TEXT
▬▬▬

Workflow Design
Guides the user through designing graph-based workflows for AI agents. Based on "Principles of Building AI Agents" (Bhagwat & Gienow, 2025), Part IV: Graph-Based Workflows (Chapters 12-16).
When to use
Use this skill when the user needs to:
-
Break down a complex agent task into structured workflow steps
-
Design branching, chaining, and merging logic
-
Plan human-in-the-loop suspend/resume points
-
Set up streaming for real-time progress updates
-
Design observability and tracing for workflows
Instructions
Step 1: Understand the Process
Use the AskUserQuestion tool to gather context:
-
What is the end-to-end process? (describe the full flow)
-
Is the agent too unpredictable for the task? (if yes, workflows add structure)
-
Are there steps that must happen in a specific order?
-
Are there steps that can run in parallel?
-
Are there points where human input is needed?
-
Does the user need real-time progress updates?

▬▬▬

RECORDS PROVIDED
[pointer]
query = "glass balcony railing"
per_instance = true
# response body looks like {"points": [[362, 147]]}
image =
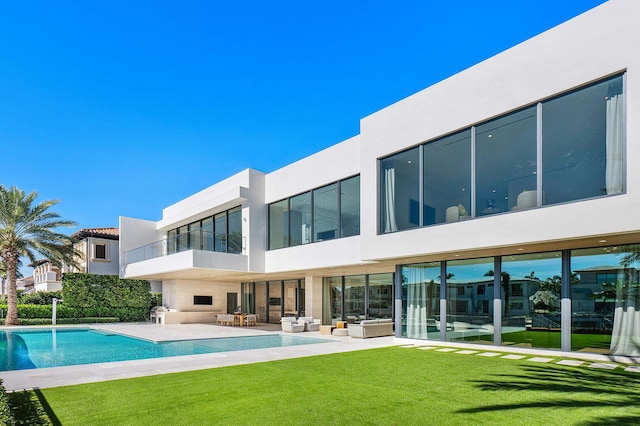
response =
{"points": [[233, 243]]}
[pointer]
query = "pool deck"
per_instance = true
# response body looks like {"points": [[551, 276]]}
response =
{"points": [[89, 373]]}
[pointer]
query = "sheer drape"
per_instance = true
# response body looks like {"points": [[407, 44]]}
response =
{"points": [[625, 337], [417, 304], [614, 141], [390, 224]]}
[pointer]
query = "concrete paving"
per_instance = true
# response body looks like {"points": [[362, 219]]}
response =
{"points": [[73, 375]]}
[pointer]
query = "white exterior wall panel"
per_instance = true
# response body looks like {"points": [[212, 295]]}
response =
{"points": [[599, 43]]}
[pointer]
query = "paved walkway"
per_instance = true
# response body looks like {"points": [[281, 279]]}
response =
{"points": [[89, 373]]}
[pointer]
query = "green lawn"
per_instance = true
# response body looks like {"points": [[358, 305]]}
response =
{"points": [[387, 386]]}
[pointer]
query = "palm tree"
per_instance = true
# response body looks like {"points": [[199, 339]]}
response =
{"points": [[26, 228]]}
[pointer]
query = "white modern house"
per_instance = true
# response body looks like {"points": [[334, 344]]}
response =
{"points": [[496, 206]]}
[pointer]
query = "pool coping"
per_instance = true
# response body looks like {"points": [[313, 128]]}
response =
{"points": [[41, 378]]}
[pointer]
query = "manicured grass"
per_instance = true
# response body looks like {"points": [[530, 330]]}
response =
{"points": [[549, 339], [387, 386]]}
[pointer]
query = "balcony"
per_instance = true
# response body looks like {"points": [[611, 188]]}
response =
{"points": [[192, 240]]}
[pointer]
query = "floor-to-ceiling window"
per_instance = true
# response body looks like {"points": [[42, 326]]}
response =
{"points": [[567, 148], [350, 207], [469, 288], [380, 302], [400, 191], [354, 298], [506, 162], [447, 179], [605, 295], [300, 219], [583, 146], [332, 300], [421, 301], [325, 213], [531, 293]]}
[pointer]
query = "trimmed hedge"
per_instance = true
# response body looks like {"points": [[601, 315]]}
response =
{"points": [[6, 415], [91, 295]]}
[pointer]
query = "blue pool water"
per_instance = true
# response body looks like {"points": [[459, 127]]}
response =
{"points": [[41, 348]]}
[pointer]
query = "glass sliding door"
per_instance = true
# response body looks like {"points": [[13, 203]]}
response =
{"points": [[262, 301], [400, 191], [421, 301], [380, 301], [531, 294], [470, 300], [332, 300], [291, 299], [354, 298], [605, 295], [275, 301], [447, 179]]}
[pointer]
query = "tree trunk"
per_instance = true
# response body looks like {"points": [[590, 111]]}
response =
{"points": [[11, 261]]}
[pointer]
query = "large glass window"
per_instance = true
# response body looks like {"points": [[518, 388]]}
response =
{"points": [[207, 234], [332, 300], [421, 301], [400, 191], [605, 294], [447, 179], [469, 300], [325, 213], [350, 207], [332, 211], [531, 292], [568, 148], [279, 224], [380, 296], [234, 244], [582, 148], [506, 163], [300, 219], [354, 298]]}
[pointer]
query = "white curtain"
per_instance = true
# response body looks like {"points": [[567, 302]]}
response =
{"points": [[417, 300], [390, 224], [625, 337], [614, 143]]}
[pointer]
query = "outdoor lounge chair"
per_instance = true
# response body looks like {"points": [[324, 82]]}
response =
{"points": [[290, 325]]}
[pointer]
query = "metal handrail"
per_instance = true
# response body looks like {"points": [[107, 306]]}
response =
{"points": [[202, 240]]}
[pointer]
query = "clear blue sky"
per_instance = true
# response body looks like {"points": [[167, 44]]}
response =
{"points": [[121, 108]]}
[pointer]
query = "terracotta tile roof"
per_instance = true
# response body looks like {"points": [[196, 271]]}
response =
{"points": [[107, 233]]}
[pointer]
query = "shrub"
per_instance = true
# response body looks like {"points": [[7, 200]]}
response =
{"points": [[6, 415], [39, 298]]}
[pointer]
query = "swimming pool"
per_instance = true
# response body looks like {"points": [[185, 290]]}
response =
{"points": [[42, 348]]}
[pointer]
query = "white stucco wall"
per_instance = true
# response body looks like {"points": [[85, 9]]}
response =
{"points": [[178, 294], [599, 43]]}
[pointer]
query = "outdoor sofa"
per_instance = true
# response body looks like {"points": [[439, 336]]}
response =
{"points": [[371, 328]]}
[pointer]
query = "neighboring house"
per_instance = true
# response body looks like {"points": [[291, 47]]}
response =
{"points": [[475, 209], [98, 249], [25, 284], [46, 276]]}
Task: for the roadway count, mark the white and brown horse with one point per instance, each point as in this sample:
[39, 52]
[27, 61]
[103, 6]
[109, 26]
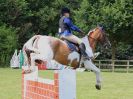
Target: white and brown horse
[47, 48]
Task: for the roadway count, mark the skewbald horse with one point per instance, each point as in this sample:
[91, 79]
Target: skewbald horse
[46, 48]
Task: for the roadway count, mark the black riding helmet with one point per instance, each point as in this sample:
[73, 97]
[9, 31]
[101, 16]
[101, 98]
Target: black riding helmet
[65, 10]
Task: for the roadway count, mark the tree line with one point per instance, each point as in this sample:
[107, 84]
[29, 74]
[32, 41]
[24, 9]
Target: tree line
[21, 19]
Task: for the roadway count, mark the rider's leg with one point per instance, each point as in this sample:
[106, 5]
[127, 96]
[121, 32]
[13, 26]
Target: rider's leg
[76, 40]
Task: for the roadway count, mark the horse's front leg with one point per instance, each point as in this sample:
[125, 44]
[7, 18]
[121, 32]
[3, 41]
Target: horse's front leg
[89, 65]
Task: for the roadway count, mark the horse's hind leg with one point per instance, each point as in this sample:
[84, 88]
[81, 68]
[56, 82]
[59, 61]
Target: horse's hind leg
[89, 65]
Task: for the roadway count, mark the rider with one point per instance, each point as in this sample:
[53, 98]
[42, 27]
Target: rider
[65, 31]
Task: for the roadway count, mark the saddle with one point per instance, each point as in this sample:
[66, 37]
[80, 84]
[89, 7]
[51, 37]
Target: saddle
[72, 46]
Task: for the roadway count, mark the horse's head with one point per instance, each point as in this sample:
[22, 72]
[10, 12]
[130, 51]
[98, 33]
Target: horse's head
[99, 35]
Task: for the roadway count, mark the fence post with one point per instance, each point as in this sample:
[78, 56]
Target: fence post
[113, 65]
[127, 66]
[99, 64]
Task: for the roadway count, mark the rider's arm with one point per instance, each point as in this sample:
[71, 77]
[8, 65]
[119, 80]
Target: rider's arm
[68, 22]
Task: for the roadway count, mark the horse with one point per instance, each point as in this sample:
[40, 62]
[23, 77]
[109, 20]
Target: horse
[47, 48]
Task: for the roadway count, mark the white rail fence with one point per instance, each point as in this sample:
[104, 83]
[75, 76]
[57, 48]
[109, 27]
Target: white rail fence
[112, 65]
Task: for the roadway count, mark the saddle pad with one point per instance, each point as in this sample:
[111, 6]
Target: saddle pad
[71, 46]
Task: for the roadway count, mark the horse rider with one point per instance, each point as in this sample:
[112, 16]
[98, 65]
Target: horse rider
[65, 31]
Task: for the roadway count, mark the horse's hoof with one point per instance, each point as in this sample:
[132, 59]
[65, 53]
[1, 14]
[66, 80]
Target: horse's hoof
[98, 87]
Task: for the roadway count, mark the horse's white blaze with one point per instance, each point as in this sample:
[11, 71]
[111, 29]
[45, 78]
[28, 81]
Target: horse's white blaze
[73, 56]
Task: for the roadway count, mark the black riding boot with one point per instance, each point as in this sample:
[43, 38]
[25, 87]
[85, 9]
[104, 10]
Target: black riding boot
[82, 50]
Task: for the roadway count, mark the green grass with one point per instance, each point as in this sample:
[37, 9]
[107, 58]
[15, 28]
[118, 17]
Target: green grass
[114, 85]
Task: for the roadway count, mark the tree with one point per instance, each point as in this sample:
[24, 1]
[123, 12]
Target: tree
[114, 15]
[8, 42]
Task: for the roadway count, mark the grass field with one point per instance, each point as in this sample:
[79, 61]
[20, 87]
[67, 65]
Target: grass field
[114, 85]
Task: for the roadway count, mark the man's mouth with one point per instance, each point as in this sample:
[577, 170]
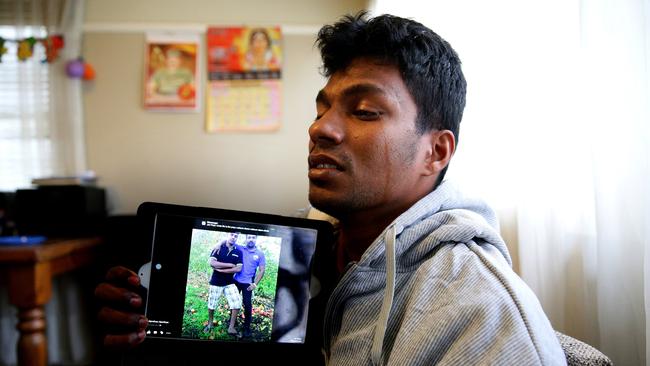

▬▬▬

WORK TO COMPLETE
Continue the workflow design guide from where it ends, picking up after the last question in Step 1.

REPLY TO THE EXERCISE
Read any existing spec documents before proceeding.
Key principle: Use workflows when agents are too unpredictable. Workflows define explicit branching, parallel execution, checkpoints, and tracing.
Step 2: Workflow Primitives
Teach the four workflow primitives and map the user's process to them:
Workflow Primitives
1. Chaining (Sequential)
Steps run one after another. Each step has access to the previous step's output.
- Use when: step B depends on step A's result
- Example: Extract data → Validate → Transform → Store
2. Branching (Parallel)
Multiple steps run simultaneously on the same input.
- Use when: independent analyses of the same data
- Example: Analyze sentiment + Extract entities + Classify topic (all in parallel)
3. Merging (Convergence)
Combine results from multiple branches into a single output.
- Use when: parallel branches need to produce a unified result
- Example: Combine sentiment + entities + topic into a single report
4. Conditions (Decision Points)
Route to different steps based on intermediate results.
- Use when: different inputs require different processing paths
- Example: If user intent = "complaint" → escalation flow; else → standard flow
Step 3: Design the Workflow Graph
Walk through the process step by step. Use AskUserQuestion to confirm each step.
Design rules:
-
Each step does ONE thing (no more than one LLM call per step)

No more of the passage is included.